#### PASSAGE:

Bruce Edwin: Wow. Grant, Something great about you is your energy and motivation, which helps enable you to do all these huge things you have done and are doing. Aside from the people around you in life, I’m sure that helps, but is there kind of a ritual that you go through in your life? I mean, what advice would you give people to get and stay motivated?
Grant Cardone: You know, and many people today will be like, what’s that? You know, it was after Pac Man, today it will be Call of Duty, or you know, just listening to music, or the baby boomers watching CNN all day long, I remember just wasting time, well somebody, you know, my Mom would say, ‘Oh, you’re so lazy’, but you know, the truth is, I wasn’t lazy, I was bored, and I wasn’t lazy when it came to playing Asteroids, I used a lot of time and energy to play that game, and that could be said about all people, Generation X, they’re not lazy, they’re just spending all their time doing something that you don’t understand yet.

#### EXERCISE DATA:
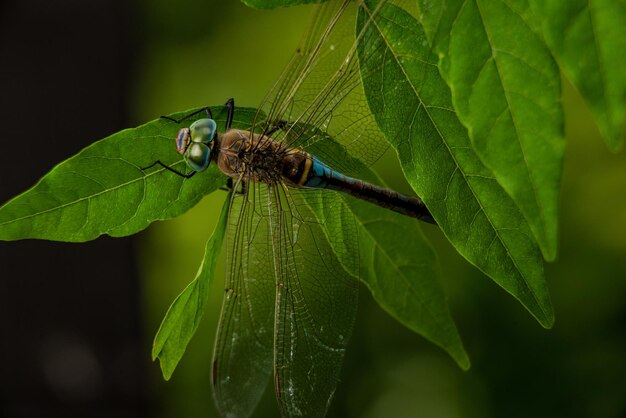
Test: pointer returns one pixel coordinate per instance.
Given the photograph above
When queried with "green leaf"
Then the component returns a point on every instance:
(412, 105)
(588, 39)
(102, 189)
(273, 4)
(184, 315)
(402, 274)
(506, 89)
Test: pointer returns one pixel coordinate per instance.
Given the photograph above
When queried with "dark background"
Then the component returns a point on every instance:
(77, 320)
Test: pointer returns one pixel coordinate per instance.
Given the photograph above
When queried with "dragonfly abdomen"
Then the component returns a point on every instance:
(319, 175)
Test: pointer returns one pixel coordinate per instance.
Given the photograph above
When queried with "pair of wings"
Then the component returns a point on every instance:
(290, 303)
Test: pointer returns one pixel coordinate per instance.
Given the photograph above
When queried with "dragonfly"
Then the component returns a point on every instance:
(290, 293)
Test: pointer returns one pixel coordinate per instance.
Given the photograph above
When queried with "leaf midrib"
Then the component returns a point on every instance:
(456, 162)
(88, 198)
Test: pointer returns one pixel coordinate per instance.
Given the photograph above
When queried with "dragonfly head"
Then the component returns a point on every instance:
(196, 143)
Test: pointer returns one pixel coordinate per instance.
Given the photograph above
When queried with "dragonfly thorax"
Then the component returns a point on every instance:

#### WORK REQUEST A:
In the interview with Grant Cardone, which game does he say he spent a lot of time and energy playing?
#### WORK REQUEST B:
Continue the interview with Grant Cardone from the point where it stops.

#### TASK ANSWER A:
Asteroids.

#### TASK ANSWER B:
Look at what you’re doing Bruce, you know with the entertainment world and all this, these people could be judged by a business man as, oh well, they’re not doing anything. No, they’re creating, it’s just in a different genre. The problem with that whole industry today, radio, music, movies, man that world is changing so fast today, that you have to be on your game if you’re an artist.
There was an artist here in L.A. that picked up my book ‘Sell to Survive,’ and this guy writes probably 20 percent of all movies made, he probably writes the music for that much, and he said, this is the thing that’s been missing in my business, probably more than any other thing, the ability to sell myself, and sell my product, and get my price, and as things get more and more competitive, whether its music, business, housing, mortgages, whatever it is, it’s all the same, there’s creativity in every one of these fields, you know, computers, but whatever it is, you have to move your product, and get your product in to the marketplace, and then sell that in to the product and monetize it.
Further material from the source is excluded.